#### Task requirements:
Using the listing below, print exactly everything from the line with "If you could point at the rusty" down to the line with "If you could point at the fish mouth", both included, and nothing more.

#### Data to use:
_ _ _ _ _ _ _
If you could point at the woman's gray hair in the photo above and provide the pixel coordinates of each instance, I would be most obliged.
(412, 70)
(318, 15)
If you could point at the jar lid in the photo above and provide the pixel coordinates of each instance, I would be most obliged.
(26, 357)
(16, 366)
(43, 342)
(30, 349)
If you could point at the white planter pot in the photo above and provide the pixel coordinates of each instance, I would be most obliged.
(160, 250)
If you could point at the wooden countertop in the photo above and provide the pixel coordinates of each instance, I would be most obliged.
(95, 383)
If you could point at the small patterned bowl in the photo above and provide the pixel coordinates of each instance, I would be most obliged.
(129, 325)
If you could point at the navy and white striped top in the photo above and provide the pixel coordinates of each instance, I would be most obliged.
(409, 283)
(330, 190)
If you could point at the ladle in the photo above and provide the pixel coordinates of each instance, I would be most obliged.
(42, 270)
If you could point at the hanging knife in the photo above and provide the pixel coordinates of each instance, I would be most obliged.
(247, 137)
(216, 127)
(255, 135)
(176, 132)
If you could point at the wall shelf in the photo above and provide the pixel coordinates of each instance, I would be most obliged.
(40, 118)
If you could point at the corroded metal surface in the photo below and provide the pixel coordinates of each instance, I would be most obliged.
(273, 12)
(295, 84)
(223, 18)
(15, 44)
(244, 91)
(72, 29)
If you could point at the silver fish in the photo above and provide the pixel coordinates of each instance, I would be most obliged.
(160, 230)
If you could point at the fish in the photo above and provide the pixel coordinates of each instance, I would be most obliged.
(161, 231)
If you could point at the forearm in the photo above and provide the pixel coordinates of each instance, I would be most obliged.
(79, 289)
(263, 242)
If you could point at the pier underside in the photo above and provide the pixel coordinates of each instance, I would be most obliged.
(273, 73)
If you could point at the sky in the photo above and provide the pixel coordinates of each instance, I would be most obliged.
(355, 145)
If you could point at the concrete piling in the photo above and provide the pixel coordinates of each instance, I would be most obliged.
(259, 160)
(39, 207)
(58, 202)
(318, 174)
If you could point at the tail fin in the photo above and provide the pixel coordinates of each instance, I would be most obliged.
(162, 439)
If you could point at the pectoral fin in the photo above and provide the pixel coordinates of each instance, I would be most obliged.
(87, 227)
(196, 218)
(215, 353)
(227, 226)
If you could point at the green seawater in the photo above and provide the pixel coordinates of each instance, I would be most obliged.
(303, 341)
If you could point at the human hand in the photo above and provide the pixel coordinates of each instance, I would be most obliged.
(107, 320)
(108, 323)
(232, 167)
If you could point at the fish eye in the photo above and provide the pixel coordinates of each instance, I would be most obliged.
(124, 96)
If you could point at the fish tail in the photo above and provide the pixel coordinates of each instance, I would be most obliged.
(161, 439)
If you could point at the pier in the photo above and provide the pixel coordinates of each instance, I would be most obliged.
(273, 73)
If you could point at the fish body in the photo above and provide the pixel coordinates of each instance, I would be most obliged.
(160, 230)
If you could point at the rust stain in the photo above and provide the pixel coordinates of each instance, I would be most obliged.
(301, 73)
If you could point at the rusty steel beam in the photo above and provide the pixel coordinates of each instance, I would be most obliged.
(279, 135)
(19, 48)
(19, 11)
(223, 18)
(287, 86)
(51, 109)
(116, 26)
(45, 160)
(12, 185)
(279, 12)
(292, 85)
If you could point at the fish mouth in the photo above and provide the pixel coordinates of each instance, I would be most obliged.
_ _ _ _ _ _ _
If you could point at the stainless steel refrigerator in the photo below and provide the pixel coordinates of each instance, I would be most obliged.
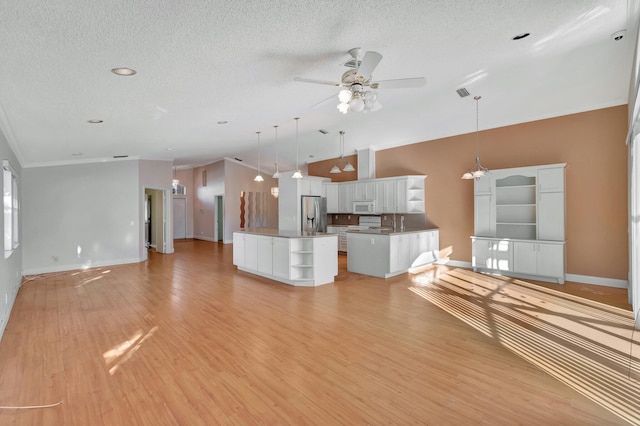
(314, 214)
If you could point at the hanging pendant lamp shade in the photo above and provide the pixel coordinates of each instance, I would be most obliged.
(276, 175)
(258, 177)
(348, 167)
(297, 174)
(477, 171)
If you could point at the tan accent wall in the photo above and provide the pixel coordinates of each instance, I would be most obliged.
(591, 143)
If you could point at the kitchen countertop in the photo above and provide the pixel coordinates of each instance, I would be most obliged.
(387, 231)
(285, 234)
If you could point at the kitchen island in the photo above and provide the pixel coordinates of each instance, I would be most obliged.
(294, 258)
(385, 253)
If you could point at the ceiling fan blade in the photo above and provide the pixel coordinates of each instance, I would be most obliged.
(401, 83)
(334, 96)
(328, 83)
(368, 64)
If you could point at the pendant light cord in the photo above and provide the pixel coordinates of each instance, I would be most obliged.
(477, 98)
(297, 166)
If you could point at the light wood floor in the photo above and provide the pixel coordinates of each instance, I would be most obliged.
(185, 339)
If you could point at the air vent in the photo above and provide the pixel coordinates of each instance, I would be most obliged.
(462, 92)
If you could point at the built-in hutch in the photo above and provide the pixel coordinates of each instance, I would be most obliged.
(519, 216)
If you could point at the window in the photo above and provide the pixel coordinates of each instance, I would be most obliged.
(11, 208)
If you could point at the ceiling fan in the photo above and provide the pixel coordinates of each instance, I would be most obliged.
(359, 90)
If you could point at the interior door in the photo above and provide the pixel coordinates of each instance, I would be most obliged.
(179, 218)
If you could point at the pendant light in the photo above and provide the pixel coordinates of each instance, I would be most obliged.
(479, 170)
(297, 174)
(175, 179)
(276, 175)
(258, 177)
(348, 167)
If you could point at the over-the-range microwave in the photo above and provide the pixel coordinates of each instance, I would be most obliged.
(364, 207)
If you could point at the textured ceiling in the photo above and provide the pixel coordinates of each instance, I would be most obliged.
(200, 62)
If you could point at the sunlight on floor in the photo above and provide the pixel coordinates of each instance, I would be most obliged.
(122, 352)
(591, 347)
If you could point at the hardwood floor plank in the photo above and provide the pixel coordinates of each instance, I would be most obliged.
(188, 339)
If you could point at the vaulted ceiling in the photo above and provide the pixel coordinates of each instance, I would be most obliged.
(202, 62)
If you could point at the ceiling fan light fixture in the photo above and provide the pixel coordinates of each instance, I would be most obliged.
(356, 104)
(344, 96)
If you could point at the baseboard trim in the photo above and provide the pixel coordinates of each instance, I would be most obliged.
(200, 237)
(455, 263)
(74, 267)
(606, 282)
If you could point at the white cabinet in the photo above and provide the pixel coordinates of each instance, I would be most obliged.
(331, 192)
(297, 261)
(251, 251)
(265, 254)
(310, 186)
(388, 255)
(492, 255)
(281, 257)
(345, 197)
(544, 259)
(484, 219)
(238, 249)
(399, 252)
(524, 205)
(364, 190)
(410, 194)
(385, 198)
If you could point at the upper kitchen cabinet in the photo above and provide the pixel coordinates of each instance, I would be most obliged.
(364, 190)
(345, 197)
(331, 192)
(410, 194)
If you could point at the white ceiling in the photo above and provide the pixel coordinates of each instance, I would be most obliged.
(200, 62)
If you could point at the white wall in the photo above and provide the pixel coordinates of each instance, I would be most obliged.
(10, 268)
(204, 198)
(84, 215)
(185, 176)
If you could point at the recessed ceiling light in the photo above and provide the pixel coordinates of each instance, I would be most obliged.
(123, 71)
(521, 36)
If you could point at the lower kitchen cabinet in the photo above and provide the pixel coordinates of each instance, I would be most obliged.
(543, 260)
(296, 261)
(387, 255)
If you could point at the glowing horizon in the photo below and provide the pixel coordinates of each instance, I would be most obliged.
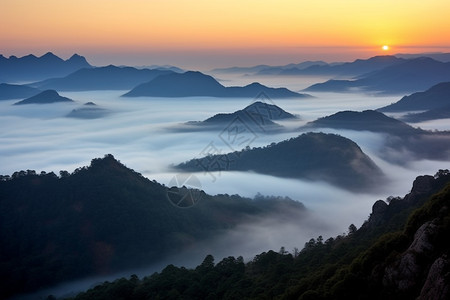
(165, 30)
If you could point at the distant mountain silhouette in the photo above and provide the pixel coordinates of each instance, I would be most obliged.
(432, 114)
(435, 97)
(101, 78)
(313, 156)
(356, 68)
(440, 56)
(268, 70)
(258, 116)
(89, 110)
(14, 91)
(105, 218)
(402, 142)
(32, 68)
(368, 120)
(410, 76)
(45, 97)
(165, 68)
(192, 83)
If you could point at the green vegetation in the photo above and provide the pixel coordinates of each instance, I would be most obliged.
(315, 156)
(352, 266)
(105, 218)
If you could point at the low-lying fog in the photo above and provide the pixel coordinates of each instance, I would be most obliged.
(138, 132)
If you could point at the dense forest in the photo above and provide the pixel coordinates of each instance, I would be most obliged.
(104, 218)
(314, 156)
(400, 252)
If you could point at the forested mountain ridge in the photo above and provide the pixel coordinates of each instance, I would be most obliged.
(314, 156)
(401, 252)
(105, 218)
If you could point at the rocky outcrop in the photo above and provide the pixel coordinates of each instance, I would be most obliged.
_ _ _ _ _ _ _
#### Solution to this task:
If you could point at the rusty steel beam in the photo above and provide the pixel coordinates of each instance, I would be most obliged.
(279, 135)
(19, 48)
(19, 11)
(223, 18)
(287, 86)
(51, 109)
(116, 26)
(45, 160)
(12, 185)
(279, 12)
(292, 85)
If you could point at the fish mouth in the photo above and provide the pixel coordinates of each instance, I would be most obliged.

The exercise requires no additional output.